Vorgegebener Text =>
# Ghom Inferno



## Panzor (21. Juni 2012)

Wie der Titel schon sagt, steh ich derzeit grad bei Ghom. Hab Akt 3 jetzt mit dem Patch halbwegs passabel spielen können, aber bei Ghom seh ich kein Land.

Spiel mit folgendem build: Skillung

Allerdings nehm ich ihm kaum mehr als 1/4 hp ab, bis ich umfalle, es sind einfach zu viele giftwolken da. Mein dmg is zwar nicht der beste (25k) aber hochgerechnet bräucht ich mindestens 70k, dass sich das halbwegs ausgehen würde. Hab schon gemeinsam mit mönch oder barbar oder beiden gespielt, ergebnis is aber immer das gleiche 

irgendwelche vorschläge?


----------



## kacaos (21. Juni 2012)

Also ich habs mitm wd solo gemacht, weiß meine genau dps nicht mehr aber 25k reichen locker. Deine Skillung is für den fight ist verdammt, sry wenn ichs so sage "kacke" xD.

Ich würde lieber so spielen und den boss langsam kiten. Immer im Kreis, so ist die erste Wolke weg, wenn du wieder bei ihr ankommst 

http://eu.battle.net...acaY!UWV!aYaaZb

Ich glaub das war meine SKillugn zu der Zeit. Bin mir aber nicht ganz sicher, aber sollte eig klappen.

Datenzeilen =>
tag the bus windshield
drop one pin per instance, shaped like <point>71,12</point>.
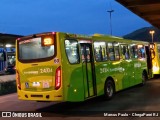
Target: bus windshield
<point>33,49</point>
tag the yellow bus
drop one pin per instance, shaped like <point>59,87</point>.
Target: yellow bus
<point>58,66</point>
<point>155,57</point>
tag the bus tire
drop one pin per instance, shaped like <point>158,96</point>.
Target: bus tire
<point>109,89</point>
<point>144,78</point>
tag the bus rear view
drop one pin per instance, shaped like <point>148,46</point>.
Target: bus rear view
<point>38,66</point>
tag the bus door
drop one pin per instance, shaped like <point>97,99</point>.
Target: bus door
<point>149,61</point>
<point>127,64</point>
<point>88,70</point>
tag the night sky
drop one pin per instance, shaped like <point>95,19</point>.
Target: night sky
<point>24,17</point>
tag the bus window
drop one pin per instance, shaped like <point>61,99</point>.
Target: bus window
<point>32,49</point>
<point>88,54</point>
<point>158,50</point>
<point>116,51</point>
<point>71,47</point>
<point>141,51</point>
<point>111,51</point>
<point>134,51</point>
<point>100,51</point>
<point>125,51</point>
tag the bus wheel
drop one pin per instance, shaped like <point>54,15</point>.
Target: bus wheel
<point>144,78</point>
<point>109,89</point>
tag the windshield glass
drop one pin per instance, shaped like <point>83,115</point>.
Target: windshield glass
<point>33,49</point>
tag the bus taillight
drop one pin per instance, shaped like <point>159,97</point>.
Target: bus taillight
<point>58,78</point>
<point>18,80</point>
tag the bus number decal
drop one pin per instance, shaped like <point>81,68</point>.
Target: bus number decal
<point>46,70</point>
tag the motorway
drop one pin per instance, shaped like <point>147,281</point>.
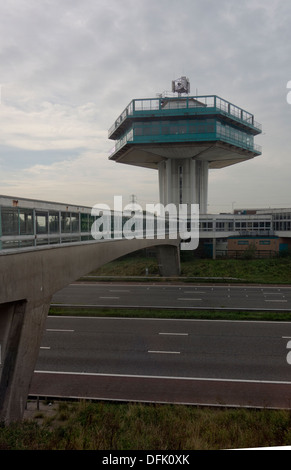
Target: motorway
<point>201,362</point>
<point>176,296</point>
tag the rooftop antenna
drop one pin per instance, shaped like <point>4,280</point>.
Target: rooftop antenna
<point>181,85</point>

Aufgaben =>
(a) Gib aus dem Forenthread den Abschnitt wortgetreu wieder, beginnend bei „Spiel mit folgendem“ und endend bei „irgendwelche vorschläge?“.
(b) Bitte gib die Datenzeilen als Markdown-Tabelle mit den Spalten „Nr.“ und „Inhalt“ aus, beginnend bei der Zeile mit „tag the bus wheel“ und endend mit der letzten Datenzeile, beide eingeschlossen. Lass Leerzeilen und die Bilder weg.
Forenthread und Datenzeilen stammen aus unterschiedlichen Quellen.

Lösungen =>
(a)
Spiel mit folgendem build: Skillung

Allerdings nehm ich ihm kaum mehr als 1/4 hp ab, bis ich umfalle, es sind einfach zu viele giftwolken da. Mein dmg is zwar nicht der beste (25k) aber hochgerechnet bräucht ich mindestens 70k, dass sich das halbwegs ausgehen würde. Hab schon gemeinsam mit mönch oder barbar oder beiden gespielt, ergebnis is aber immer das gleiche 

irgendwelche vorschläge?

(b)
| Nr. | Inhalt |
|---|---|
| 1 | tag the bus wheel |
| 2 | drop one pin per instance, shaped like <point>54,15</point>. |
| 3 | Target: bus wheel |
| 4 | <point>144,78</point> |
| 5 | <point>109,89</point> |
| 6 | tag the windshield glass |
| 7 | drop one pin per instance, shaped like <point>83,115</point>. |
| 8 | Target: windshield glass |
| 9 | <point>33,49</point> |
| 10 | tag the bus taillight |
| 11 | drop one pin per instance, shaped like <point>159,97</point>. |
| 12 | Target: bus taillight |
| 13 | <point>58,78</point> |
| 14 | <point>18,80</point> |
| 15 | tag the bus number decal |
| 16 | drop one pin per instance, shaped like <point>81,68</point>. |
| 17 | Target: bus number decal |
| 18 | <point>46,70</point> |
| 19 | tag the motorway |
| 20 | drop one pin per instance, shaped like <point>147,281</point>. |
| 21 | Target: motorway |
| 22 | <point>201,362</point> |
| 23 | <point>176,296</point> |
| 24 | tag the rooftop antenna |
| 25 | drop one pin per instance, shaped like <point>4,280</point>. |
| 26 | Target: rooftop antenna |
| 27 | <point>181,85</point> |